PROBLEM: Please continue the news story about the Lawrence couple facing a premature birth, starting after its last paragraph.

DOCUMENT TEXT:

Lawrence couple struggles with premature birth scare
Originally published November 14, 2013 at 5:40 p.m., updated November 15, 2013 at 11:49 a.m.
On Thursday of last week, Bailey Pape was sitting on her couch when she realized her water had broken. This would normally be an exciting occasion for an expectant mother — except Pape was nowhere near ready to deliver.
Pape and fiancee Jason Parker, who live in Lawrence, rushed to Lawrence Memorial Hospital, and were later transferred to the neonatal intensive care unit at Overland Park Regional Medical Center.
Pape has been at the hospital on strict bed rest ever since. Parker, 27, has been traveling back and forth to the facility from his job at Gran-Daddy's Q in Lawrence. Pape, 23, had planned to continue to working at her job as a cashier at Checkers Foods in Lawrence through the end of the year, but that was before her water broke two months early. The couple also have a 2-year-old daughter, Grace, who is been bouncing between the homes of friends and family.
"It's rough. I know she misses our daughter a lot being in the hospital quite a bit — that's the hardest part," Parker said of his fiancee. "And she's starting to get stir crazy."

SUPPLIED RECORDS:
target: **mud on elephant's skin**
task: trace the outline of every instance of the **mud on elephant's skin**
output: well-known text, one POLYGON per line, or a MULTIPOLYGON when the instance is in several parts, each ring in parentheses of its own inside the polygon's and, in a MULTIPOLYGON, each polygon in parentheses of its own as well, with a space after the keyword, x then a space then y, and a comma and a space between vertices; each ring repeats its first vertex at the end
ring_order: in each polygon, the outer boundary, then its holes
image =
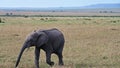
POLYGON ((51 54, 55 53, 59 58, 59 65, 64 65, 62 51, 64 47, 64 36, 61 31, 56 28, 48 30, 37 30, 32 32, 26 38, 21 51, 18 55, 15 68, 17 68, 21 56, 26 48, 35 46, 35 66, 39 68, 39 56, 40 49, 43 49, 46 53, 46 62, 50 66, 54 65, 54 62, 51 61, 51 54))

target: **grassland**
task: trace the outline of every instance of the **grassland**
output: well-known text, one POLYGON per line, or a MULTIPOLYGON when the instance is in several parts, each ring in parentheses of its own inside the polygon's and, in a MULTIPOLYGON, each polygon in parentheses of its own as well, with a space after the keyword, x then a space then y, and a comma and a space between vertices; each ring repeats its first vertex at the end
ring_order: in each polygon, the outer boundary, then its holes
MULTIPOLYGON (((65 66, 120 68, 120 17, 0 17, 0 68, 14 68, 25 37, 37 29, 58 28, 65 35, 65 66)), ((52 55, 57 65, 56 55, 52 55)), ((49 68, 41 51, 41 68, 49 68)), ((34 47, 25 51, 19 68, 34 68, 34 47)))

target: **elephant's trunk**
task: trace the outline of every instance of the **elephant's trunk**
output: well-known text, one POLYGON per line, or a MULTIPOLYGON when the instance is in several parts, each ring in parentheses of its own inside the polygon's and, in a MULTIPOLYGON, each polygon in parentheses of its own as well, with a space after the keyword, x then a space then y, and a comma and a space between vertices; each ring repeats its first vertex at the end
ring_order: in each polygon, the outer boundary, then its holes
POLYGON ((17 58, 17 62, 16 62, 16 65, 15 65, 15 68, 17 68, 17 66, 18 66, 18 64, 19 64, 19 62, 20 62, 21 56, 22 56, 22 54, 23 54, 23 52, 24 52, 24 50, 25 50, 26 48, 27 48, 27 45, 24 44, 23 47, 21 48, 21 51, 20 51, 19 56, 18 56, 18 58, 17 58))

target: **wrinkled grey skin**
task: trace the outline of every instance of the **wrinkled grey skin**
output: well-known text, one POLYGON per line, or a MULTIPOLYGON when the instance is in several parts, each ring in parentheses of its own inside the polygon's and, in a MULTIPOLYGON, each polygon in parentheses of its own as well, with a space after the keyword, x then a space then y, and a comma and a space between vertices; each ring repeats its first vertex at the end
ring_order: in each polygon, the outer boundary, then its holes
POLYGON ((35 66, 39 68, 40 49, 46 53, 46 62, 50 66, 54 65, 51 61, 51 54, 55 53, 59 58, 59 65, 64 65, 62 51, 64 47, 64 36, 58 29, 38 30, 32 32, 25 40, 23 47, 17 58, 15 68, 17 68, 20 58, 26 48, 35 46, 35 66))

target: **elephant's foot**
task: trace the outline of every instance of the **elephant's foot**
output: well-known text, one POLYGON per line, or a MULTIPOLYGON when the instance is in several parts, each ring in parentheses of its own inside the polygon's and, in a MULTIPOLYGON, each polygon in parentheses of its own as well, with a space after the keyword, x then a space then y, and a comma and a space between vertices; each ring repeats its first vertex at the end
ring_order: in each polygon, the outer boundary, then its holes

RESPONSE TO THE EXERCISE:
Doctors had planned to keep the fetus in the womb for a few weeks while his lungs developed, but baby Kyler apparently couldn't wait. He was born Friday morning, clocking in at 3 pounds, 15 ounces and measuring 16.75 inches.
Their friend, Courtney Williamson, found out what happened and started an online fundraising campaign at gofundme.com to help raise money for the young family while they deal with the tough situation. "While already having to worry about the safety and well-being of Baby Kyler, they should not have to worry about how they will keep up financially through this unfortunate timing of events," Williamson wrote in her appeal.
Parker also started a Facebook page, Kindness for Kyler, the name the couple had picked out, to keep friends abreast of what's going on.
Parker and Pape later found out that November is, appropriately enough, Prematurity Awareness Month — and that premie clothes and diapers can be expensive.